• The task
Nothing but the lines from the one that contains "For every instance of the race bib 4310, the" to the end of the records should be printed, both ends included, exactly as given.

START Record extracts

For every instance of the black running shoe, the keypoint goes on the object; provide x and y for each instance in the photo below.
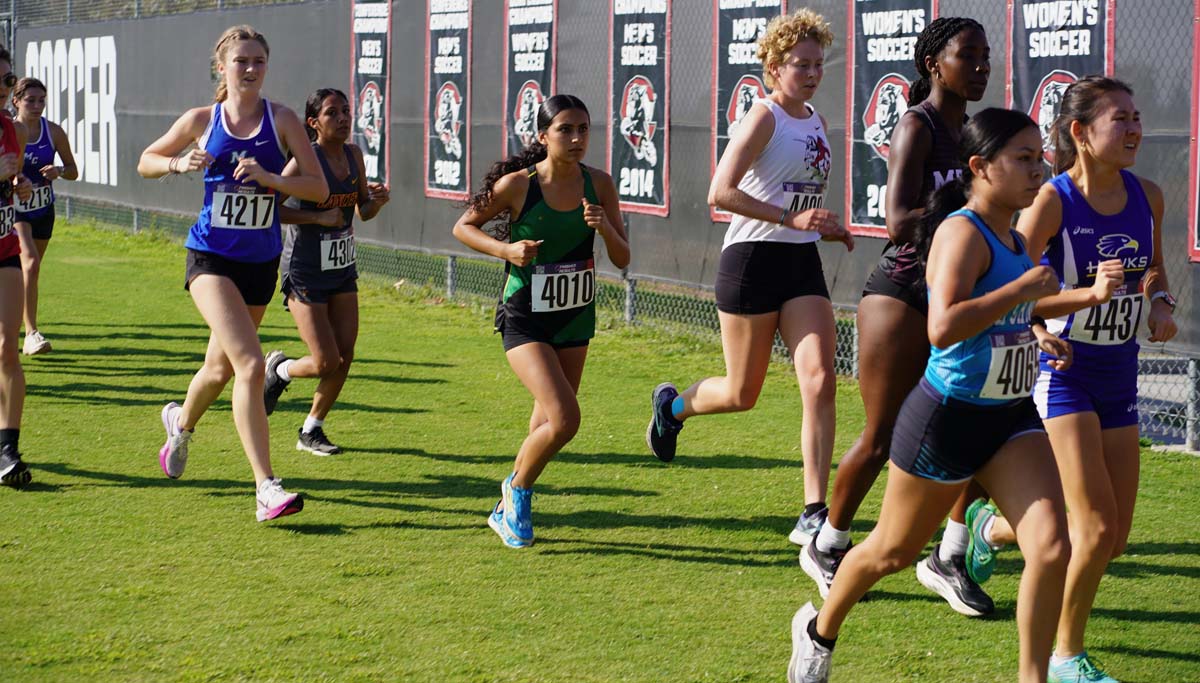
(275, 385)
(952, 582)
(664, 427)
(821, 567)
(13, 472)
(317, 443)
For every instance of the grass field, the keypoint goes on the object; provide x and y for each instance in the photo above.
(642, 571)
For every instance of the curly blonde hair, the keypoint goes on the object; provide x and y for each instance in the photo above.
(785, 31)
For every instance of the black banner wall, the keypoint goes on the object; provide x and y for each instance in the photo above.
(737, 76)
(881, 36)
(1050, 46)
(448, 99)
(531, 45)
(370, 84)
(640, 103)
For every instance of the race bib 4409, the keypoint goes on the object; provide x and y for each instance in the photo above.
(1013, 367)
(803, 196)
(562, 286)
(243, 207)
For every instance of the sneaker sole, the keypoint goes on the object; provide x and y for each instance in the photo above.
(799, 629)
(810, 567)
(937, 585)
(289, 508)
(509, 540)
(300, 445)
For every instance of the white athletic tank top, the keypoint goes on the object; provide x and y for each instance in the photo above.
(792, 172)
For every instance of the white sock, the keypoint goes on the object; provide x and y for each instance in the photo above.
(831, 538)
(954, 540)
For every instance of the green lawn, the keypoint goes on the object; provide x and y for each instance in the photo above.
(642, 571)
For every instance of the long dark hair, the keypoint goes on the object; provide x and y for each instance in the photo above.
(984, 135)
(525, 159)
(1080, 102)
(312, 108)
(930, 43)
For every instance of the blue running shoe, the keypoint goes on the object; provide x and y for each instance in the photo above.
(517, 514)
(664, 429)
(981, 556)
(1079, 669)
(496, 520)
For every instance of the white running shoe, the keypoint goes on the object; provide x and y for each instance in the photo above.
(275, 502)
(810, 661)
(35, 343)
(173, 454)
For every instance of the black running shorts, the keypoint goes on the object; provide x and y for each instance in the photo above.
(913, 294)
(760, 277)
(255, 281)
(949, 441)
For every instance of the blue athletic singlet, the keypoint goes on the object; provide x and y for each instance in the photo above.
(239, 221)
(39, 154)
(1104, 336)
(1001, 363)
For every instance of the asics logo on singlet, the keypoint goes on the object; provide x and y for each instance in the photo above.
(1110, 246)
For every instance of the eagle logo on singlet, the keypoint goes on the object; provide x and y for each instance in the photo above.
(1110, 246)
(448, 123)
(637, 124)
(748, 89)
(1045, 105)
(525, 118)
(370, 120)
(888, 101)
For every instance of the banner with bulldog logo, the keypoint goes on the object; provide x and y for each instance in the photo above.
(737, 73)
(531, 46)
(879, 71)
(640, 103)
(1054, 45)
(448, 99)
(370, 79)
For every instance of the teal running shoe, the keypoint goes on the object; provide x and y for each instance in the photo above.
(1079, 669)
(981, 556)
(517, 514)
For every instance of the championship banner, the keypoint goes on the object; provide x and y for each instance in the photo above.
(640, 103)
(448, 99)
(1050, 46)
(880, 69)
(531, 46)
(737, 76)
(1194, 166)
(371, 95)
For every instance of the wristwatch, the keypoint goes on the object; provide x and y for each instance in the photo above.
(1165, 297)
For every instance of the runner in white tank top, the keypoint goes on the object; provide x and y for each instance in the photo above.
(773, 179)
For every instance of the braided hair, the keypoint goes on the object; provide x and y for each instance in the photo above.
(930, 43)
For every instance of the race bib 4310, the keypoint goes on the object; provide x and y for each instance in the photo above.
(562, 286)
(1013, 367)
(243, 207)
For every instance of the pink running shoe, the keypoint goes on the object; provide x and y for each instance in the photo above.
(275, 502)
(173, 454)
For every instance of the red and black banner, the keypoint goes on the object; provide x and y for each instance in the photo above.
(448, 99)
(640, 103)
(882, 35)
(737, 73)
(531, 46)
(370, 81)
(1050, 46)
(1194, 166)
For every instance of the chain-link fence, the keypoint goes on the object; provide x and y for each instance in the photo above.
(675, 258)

END Record extracts

• Exercise solution
For every instance of the race bib 4310, the keypoint goes on the object; provide x and y for each instance in the photo above.
(562, 286)
(1013, 367)
(243, 207)
For every instance of the pink running shoe, the keypoint goes on the object; provide x and y for each instance in the photo above.
(275, 502)
(173, 454)
For every instance of the red and black banner, the keypoint goes on the object; provide x and y for each instance in the photo above.
(448, 99)
(640, 103)
(882, 35)
(737, 73)
(531, 46)
(370, 81)
(1050, 46)
(1194, 166)
For every instance of the chain-link fence, the keypoint goes on the object; provide x and y for each instance in the photo above.
(675, 258)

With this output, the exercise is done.